Ah Be Galatasaray!

0
391

Galatasaray deplasmanda verdiği savunma mücadelesinin devamı niteliğinde bir maça çıktı. Maçın başında Gomis’in kaçırdığı golle bizleri kahretti. Sonrasında Barcelona’nın net atağında şans yanımızdaydı. Takım halinde savunmaya yaparken Babel’le yakaladığımız atak neticesinde bir korner kazandık. Bu sezon yeni yani alışmaya başladığımız şekilde bir korner golü bulduk. Hem de bu konuda beklentimizi çok yükseltmeyen isimlerden birisi Marcao ile. Ancak maçın en önemli oyuncusu Marcao’nun gol sevinci sonrası bayrak direğine vurması ve sarı kart alması sevincimizi biraz kursağımızda bıraktı. Maçın sonlarında olası bir ölüm kalım savaşında Marcao’nun sarı kartlı olması işimizi zorlaştırabilirdi.

Erken Gol

Hangi Galatasaraylıya sorsak ikincisini atamayacaksak eğer golün yetmişlerde gelmesini ve sonrasında bir direnç koymamızı hayal ederdi. Erken gelen gol Barcelona takımına toparlanması için zaman verdi. Hem ilk maçta hem de bu maçta gençliklerinden kaynaklı erken şut tercihleri kullanan Barcelona takımı genç bir takım olmasına rağmen golden sonra paniklemedi. Pedri savunmamızı ipe dizerken biz diğer maçın alışkanlığı ile etten duvar olmaya çalışıyorduk. Çünkü Barcelonalı oyuncular genelde acele şutlar atıyorlardı. Devre son dakikada Barcelona lehine gelişen atağın direkten dışarı çıkmasıyla son buldu. Büyük bir hikâye şansımız deva ediyordu.

****

İlk devre 1-1 bitmişti. Deplasman golü kuralının değişmesinin avantajı ile ikinci devreye başladık. Beraberlik senaryosu devam ediyor ve tekrar araya bir gol sıkıştırmamız gerekiyordu. İkinci devreye Barcelona daha baskın başladı. Van Anhoo+++lt’un sakatlığı sonrası eksik kaldığımız anda Barcelona’nın üst üste gol vuruşlarını uzaklaştıramadık ve mağlup duruma düştük. Maç tek farkla devam ederken hâlâ bir umut taşısak da Barcelona istediğini almayı bildi.

| Problem |
Galatasaray–Barcelona maç yazısını kaldığı yerden sürdürün. Bu liste, metinle hiçbir bağlantı taşımaz.

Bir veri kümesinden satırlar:
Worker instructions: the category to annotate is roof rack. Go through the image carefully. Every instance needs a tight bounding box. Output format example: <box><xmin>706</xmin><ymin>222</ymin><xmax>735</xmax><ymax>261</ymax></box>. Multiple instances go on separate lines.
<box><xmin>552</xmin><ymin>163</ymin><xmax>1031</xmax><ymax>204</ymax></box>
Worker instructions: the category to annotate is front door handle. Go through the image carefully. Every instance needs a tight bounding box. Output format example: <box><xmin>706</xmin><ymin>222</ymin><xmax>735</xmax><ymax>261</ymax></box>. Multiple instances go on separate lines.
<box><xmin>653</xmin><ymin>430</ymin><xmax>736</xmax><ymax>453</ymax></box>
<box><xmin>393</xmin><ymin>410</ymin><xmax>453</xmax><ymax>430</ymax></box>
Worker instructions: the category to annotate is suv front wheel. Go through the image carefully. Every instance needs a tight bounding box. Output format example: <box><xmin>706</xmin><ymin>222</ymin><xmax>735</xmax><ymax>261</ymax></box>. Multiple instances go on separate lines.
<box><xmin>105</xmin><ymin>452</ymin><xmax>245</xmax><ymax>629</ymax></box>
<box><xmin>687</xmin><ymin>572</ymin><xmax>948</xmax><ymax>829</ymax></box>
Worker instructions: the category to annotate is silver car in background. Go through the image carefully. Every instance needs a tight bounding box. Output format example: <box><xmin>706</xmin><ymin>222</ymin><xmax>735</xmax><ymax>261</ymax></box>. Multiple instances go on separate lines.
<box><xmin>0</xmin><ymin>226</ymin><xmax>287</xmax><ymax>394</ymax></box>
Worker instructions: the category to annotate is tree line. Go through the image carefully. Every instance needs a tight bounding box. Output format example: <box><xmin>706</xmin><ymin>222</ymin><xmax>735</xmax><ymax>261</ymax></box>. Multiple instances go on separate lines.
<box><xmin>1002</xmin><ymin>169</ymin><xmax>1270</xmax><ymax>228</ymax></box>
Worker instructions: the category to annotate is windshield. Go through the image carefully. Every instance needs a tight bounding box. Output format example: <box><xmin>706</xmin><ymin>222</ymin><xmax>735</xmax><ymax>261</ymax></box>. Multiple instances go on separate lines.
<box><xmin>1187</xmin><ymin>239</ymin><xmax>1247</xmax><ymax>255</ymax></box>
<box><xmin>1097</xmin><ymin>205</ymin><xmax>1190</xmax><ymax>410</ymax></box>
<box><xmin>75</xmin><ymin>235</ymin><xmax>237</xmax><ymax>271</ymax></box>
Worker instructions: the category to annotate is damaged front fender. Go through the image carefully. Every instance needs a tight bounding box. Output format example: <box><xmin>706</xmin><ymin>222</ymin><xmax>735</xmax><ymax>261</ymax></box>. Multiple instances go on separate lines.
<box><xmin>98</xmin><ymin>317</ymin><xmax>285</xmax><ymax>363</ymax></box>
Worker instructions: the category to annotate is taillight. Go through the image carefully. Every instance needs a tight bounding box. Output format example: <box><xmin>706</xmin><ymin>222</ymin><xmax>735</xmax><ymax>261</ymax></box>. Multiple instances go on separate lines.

| Alıştırma Cevabı |
****

Pazartesi Beşiktaş derbisinde aldığımız galibiyet her ne kadar sevindirse de bu maçın senaryosunu etkilediğini düşünüyorum. Ben Feghouli’nin tedbir amaçlı çıktığını düşünmüştüm ama meğer bir sakatlığı varmış.

****

Galatasaray deplasmandaki maça daha kötü başlayıp maç ilerledikçe daha da konsantre olmuş ve beraberliği koparmıştı. Bu maç diğer maçın aksine daha pozitif başladı. Ancak golü kazandıktan kısa süre sonra beraberliğin gelmesi takımın genel durumunu maalesef etkiledi.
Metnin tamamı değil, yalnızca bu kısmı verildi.